(Saved entries)
/---
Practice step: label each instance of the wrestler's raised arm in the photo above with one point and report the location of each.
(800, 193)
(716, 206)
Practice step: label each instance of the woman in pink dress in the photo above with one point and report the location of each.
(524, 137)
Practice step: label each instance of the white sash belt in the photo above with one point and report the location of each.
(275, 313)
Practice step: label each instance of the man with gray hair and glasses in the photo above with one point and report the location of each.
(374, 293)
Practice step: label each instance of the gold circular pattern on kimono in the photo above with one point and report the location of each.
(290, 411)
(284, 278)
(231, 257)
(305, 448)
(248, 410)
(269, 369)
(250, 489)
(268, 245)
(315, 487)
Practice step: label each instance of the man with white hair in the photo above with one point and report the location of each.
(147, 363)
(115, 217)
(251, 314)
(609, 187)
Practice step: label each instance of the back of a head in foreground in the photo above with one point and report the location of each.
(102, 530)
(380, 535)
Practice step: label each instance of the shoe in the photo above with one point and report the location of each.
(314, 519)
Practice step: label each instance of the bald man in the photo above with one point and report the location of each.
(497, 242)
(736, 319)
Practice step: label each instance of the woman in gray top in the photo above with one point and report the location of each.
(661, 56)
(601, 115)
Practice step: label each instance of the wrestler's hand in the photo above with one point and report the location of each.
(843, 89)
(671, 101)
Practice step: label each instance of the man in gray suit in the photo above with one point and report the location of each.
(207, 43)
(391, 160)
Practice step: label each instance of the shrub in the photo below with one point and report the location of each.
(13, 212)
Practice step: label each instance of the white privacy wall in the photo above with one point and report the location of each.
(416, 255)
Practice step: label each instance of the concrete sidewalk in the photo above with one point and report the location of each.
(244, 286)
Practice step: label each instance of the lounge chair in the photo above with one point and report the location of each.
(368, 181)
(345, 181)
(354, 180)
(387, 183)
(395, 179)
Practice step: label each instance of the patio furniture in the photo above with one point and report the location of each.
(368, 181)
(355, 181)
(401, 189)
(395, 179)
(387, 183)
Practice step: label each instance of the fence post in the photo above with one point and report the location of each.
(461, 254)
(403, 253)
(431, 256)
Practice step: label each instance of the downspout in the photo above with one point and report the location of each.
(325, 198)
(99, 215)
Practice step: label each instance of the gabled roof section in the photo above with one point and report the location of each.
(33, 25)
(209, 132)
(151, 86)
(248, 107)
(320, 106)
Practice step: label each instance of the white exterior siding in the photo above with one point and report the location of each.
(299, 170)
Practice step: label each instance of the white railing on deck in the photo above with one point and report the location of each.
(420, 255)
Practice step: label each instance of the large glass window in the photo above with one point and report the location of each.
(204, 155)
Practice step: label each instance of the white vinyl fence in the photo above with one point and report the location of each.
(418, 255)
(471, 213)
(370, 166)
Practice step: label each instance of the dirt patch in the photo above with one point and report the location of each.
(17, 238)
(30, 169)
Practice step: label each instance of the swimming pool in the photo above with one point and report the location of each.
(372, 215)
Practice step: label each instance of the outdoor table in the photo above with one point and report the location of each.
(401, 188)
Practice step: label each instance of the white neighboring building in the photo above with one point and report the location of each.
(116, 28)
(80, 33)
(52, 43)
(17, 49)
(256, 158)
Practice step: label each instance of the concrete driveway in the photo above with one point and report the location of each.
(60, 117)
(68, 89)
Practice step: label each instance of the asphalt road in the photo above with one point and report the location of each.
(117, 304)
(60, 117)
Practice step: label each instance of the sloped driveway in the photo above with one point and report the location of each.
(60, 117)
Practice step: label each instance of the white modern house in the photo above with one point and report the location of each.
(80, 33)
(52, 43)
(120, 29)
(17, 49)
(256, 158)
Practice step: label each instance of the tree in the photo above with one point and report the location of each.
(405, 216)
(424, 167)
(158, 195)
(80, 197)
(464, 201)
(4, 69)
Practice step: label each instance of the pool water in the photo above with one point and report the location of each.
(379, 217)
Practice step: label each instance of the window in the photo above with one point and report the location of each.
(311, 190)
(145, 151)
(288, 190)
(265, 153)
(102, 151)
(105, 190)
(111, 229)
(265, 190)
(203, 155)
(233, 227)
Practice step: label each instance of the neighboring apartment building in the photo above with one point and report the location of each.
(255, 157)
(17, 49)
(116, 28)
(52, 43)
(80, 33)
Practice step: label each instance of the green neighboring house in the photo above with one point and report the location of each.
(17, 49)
\---
* Exercise description
The data above needs to be repeated exactly, line for line.

* Expected answer
Practice step: label each instance of the wrestler's raised arm in the photo above with one point and report the location of each.
(800, 193)
(716, 206)
Practice step: label each instance of the woman in pink dress in the photo above with one point and report the location of each.
(524, 137)
Practice step: label each instance of the white sash belt in the photo above with one point and report the location of each.
(275, 313)
Practice step: label each instance of the man with gray hair and glasses in the photo above with one point and report the location of each.
(374, 293)
Practice step: label each instance of the gold circular pattern on kimono in the photo above with one point and report the location of each.
(290, 411)
(284, 278)
(231, 257)
(305, 448)
(248, 410)
(269, 369)
(250, 489)
(268, 245)
(315, 487)
Practice step: label each instance of the man with white hair in the photo above with one point and report the location of each.
(147, 363)
(115, 217)
(251, 314)
(609, 187)
Practice step: label each instance of the back of a head in foreground in the photo above with one point and report the location of each.
(102, 530)
(380, 535)
Practice step: label each instance of the shoe in the photo above with one point and report the location of each.
(314, 519)
Practice step: label each instance of the bald man in the photo above with one point and report the location of each.
(497, 242)
(736, 319)
Practice step: label each instance of the woman in gray top in the photo above with one point and report the location of each.
(661, 56)
(601, 115)
Practice step: label each instance of the wrestler's hand in the photo above with one point and report the location of each.
(843, 89)
(671, 101)
Practice step: label each instance of the man in gray suit in the photo above with one point and report the location of each.
(207, 43)
(391, 160)
Practice step: label each instance of the shrub in the photo below with one point and report the location of each.
(13, 212)
Practice step: label each instance of the white privacy wall in the photo above with one point and report the location of each.
(416, 255)
Practice step: label each instance of the concrete sidewalk in the photo above with one point and report the location of each.
(244, 286)
Practice step: label each instance of the lounge chair in the photo above with one point and report the location of each.
(368, 181)
(345, 181)
(354, 180)
(387, 183)
(395, 179)
Practice step: label each instance of the patio furniture in the photo above with one point and report the location of each.
(368, 181)
(355, 181)
(401, 189)
(395, 179)
(387, 183)
Practice step: label each instance of the fence post in the photo above with one point and report the location of each.
(461, 254)
(403, 253)
(431, 256)
Practice step: label each instance of the downspout in the photo above with one point and report the location of each.
(325, 198)
(99, 215)
Practice step: label each instance of the gabled roof section in the photo above with one point and report the location of each.
(33, 25)
(209, 132)
(151, 86)
(248, 107)
(320, 106)
Practice step: label each instance of the white exterior siding in the photo above with one point and report the location of each.
(299, 170)
Practice step: label each instance of the white railing on deck in the photo above with one point and report the location of each.
(420, 255)
Practice step: label each instance of the large glass window in the photo above with one point and report the location of each.
(204, 155)
Practice step: label each instance of the white vinyl fence in the photo above with one point and report the location of each.
(418, 255)
(471, 213)
(370, 166)
Practice step: label each instance of the dirt patch in the photo above with one point and report the location of each.
(17, 238)
(30, 169)
Practice step: label each instance of the swimming pool in the photo above with one point and report the location of each.
(372, 215)
Practice step: label each instance of the outdoor table in the photo above with one point and report the location of each.
(401, 188)
Practice step: label each instance of the white neighboring building in the photo above with one point and report the location of each.
(116, 28)
(80, 33)
(52, 43)
(17, 49)
(256, 158)
Practice step: label each instance of the concrete driveway in the photo above with one point and report the location of each.
(60, 117)
(68, 89)
Practice step: label each instance of the asphalt road in the photo above with one point and report the location of each.
(117, 304)
(60, 117)
Practice step: label each instance of the sloped driveway in the photo above with one point and report the location of each.
(60, 117)
Practice step: label each instance of the white modern house in the photo above with one point and report the location of each.
(80, 33)
(52, 43)
(120, 29)
(17, 49)
(256, 158)
Practice step: label each instance of the tree in the photo above with one point and report the location of each.
(405, 216)
(424, 167)
(158, 195)
(80, 197)
(464, 201)
(4, 69)
Practice step: label each instance of the pool water in the photo above with one point and report the location of each.
(379, 217)
Practice step: label each instance of the window in the photo above with one point and report the location of each.
(311, 190)
(145, 151)
(288, 190)
(265, 153)
(102, 151)
(105, 190)
(111, 229)
(265, 190)
(203, 155)
(233, 227)
Practice step: label each instance of the neighboring apartment building in the photo above with one point and report the location of each.
(255, 157)
(17, 49)
(116, 28)
(52, 43)
(80, 33)
Practice step: label each instance of the green neighboring house in the photo above with one point and report the location of each.
(17, 49)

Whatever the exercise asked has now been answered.